* _YOUR TASK_: In the records below, find the line that contains "Query: gray jacket", then transcribe it and every later line exactly, stopping at the final line.

§ §

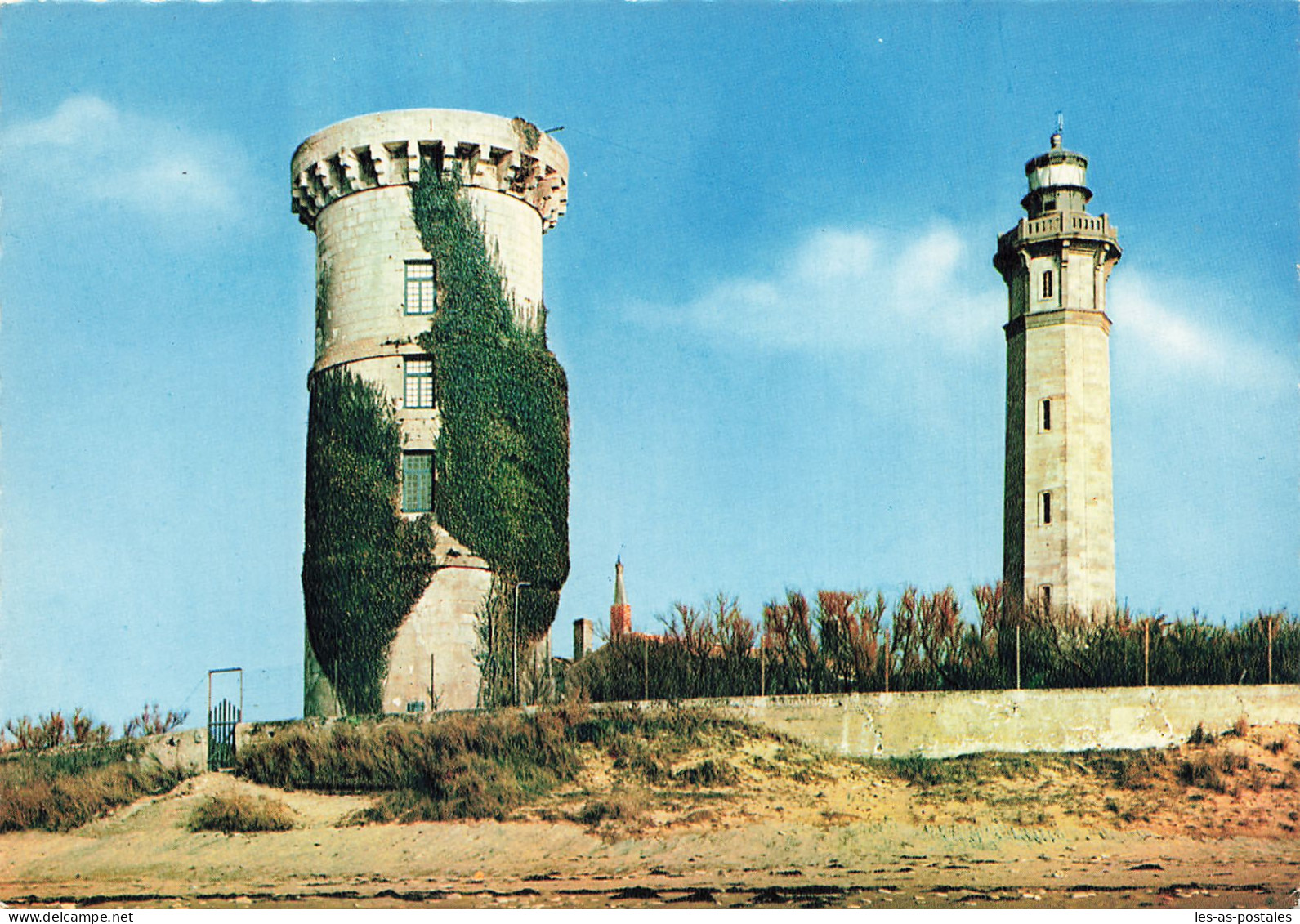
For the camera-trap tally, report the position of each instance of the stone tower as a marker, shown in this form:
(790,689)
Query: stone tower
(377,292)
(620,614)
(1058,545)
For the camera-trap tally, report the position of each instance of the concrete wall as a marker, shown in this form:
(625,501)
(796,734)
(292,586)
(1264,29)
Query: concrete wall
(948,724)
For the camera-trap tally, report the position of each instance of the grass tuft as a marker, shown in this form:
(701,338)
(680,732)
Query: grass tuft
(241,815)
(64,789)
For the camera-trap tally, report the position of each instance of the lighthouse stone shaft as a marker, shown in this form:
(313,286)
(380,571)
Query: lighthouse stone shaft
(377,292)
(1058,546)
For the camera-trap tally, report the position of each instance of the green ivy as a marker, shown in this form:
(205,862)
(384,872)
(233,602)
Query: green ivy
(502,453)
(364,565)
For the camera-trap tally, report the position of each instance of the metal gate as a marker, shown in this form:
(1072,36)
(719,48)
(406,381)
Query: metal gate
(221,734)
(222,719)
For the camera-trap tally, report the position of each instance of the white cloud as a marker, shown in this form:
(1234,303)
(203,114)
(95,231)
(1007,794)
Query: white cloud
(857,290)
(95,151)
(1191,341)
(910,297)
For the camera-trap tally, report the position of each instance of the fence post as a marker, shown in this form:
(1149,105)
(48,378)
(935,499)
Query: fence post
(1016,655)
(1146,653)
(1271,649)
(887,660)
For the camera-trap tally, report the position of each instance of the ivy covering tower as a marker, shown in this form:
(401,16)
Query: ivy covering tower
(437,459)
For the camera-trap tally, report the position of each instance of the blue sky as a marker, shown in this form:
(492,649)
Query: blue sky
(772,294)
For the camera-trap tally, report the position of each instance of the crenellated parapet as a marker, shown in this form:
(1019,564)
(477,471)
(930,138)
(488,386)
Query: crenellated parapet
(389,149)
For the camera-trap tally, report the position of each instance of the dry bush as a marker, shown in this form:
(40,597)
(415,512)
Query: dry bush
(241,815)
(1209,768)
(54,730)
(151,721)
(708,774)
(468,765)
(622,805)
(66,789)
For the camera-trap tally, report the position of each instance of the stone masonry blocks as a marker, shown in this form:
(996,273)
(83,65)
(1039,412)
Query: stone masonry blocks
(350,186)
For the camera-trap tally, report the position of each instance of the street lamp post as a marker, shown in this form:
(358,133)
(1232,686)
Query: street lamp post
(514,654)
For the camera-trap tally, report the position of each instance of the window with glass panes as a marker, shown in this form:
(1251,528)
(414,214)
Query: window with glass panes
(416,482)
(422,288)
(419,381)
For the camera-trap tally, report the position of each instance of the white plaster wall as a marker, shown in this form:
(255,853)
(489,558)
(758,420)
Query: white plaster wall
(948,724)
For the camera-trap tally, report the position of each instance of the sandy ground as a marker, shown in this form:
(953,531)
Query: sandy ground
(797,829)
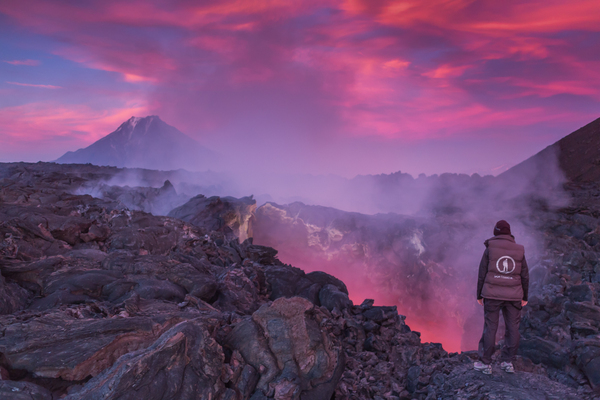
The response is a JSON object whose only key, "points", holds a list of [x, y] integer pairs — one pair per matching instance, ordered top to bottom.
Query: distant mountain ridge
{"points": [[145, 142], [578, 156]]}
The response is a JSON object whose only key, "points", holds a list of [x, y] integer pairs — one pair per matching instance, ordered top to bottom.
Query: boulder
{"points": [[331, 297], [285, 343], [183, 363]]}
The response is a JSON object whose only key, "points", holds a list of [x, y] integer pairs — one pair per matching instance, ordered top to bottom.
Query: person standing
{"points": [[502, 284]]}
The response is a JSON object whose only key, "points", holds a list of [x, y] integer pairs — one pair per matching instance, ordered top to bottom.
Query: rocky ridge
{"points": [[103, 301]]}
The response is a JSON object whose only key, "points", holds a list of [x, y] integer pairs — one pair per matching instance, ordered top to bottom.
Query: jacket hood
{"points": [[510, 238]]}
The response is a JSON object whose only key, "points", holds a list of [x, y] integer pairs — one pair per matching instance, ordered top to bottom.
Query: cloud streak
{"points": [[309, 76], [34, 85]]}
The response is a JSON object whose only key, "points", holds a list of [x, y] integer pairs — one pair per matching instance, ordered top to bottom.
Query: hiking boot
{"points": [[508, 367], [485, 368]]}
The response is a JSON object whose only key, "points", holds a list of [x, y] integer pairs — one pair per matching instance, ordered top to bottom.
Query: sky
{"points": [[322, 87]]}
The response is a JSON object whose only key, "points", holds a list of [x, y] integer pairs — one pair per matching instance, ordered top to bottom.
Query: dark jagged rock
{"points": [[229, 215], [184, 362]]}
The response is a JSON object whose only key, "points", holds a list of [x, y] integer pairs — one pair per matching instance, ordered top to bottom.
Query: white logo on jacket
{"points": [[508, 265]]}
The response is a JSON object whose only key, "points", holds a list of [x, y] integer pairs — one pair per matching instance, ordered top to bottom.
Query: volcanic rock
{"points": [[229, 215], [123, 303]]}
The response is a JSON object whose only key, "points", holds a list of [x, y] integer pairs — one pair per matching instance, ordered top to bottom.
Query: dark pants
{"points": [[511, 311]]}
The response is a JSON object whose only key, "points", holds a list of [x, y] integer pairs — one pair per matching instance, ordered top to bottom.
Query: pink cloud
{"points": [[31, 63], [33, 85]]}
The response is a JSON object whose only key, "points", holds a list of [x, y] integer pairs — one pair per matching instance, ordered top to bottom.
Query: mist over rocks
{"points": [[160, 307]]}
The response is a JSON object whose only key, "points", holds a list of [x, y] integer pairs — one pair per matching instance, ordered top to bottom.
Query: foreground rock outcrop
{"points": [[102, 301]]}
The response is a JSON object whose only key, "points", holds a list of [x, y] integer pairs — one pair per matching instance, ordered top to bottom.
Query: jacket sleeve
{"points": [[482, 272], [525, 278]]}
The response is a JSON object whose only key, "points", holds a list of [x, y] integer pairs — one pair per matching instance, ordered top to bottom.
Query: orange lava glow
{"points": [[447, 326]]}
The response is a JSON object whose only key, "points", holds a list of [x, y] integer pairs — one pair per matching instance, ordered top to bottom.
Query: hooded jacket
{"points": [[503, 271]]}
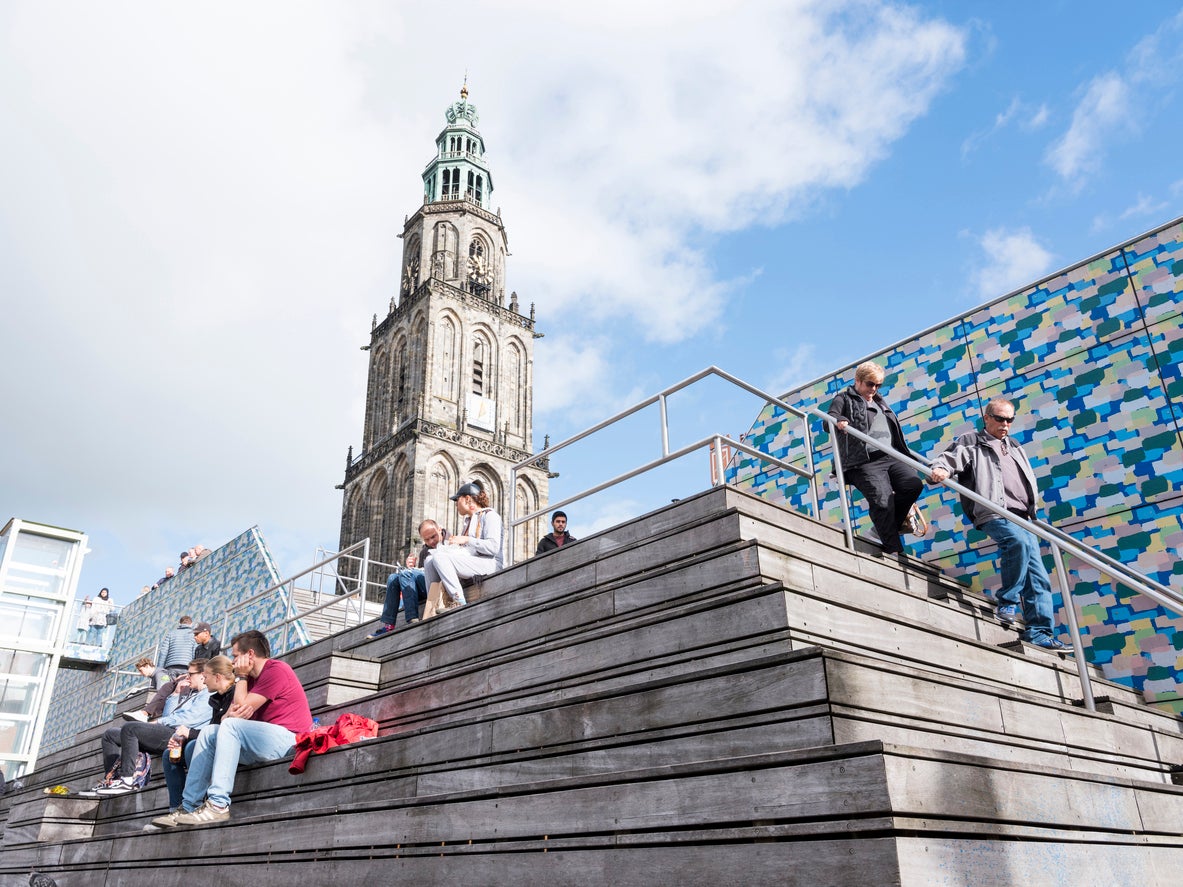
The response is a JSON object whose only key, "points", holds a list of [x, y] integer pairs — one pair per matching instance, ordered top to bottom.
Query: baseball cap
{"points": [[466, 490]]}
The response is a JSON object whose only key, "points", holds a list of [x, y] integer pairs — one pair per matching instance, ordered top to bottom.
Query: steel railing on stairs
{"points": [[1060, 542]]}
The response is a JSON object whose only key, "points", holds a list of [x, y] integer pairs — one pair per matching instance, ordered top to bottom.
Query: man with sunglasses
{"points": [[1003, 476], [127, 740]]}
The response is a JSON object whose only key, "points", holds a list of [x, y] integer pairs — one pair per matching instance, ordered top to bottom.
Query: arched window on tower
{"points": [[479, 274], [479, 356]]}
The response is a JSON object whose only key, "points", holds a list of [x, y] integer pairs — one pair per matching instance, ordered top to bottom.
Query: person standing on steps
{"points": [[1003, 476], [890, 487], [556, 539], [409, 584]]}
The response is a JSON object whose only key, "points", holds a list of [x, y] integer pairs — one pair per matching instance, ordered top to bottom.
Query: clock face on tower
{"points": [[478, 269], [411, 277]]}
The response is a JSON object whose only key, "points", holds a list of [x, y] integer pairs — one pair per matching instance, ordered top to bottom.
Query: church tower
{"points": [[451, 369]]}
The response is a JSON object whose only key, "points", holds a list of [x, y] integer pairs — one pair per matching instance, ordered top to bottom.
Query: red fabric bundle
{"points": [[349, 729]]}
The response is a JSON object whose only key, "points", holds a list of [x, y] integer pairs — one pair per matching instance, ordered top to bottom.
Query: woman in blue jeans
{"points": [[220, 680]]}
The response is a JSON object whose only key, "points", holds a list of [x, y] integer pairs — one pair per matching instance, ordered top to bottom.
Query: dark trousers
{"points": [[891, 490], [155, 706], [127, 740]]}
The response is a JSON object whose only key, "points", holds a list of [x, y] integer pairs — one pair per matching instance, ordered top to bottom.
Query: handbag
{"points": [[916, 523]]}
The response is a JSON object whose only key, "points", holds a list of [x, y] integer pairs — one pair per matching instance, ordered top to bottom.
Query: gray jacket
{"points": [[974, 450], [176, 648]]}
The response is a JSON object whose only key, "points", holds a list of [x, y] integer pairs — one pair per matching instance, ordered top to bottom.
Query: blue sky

§ §

* _RESPONSE TO THE TASK_:
Query: gray jacket
{"points": [[974, 450], [176, 648]]}
The response is a JSON object whose only key, "points", holds a list of [x, y] integer pairs — one pair per matching instance, ordered top to bottom.
Query: blue sky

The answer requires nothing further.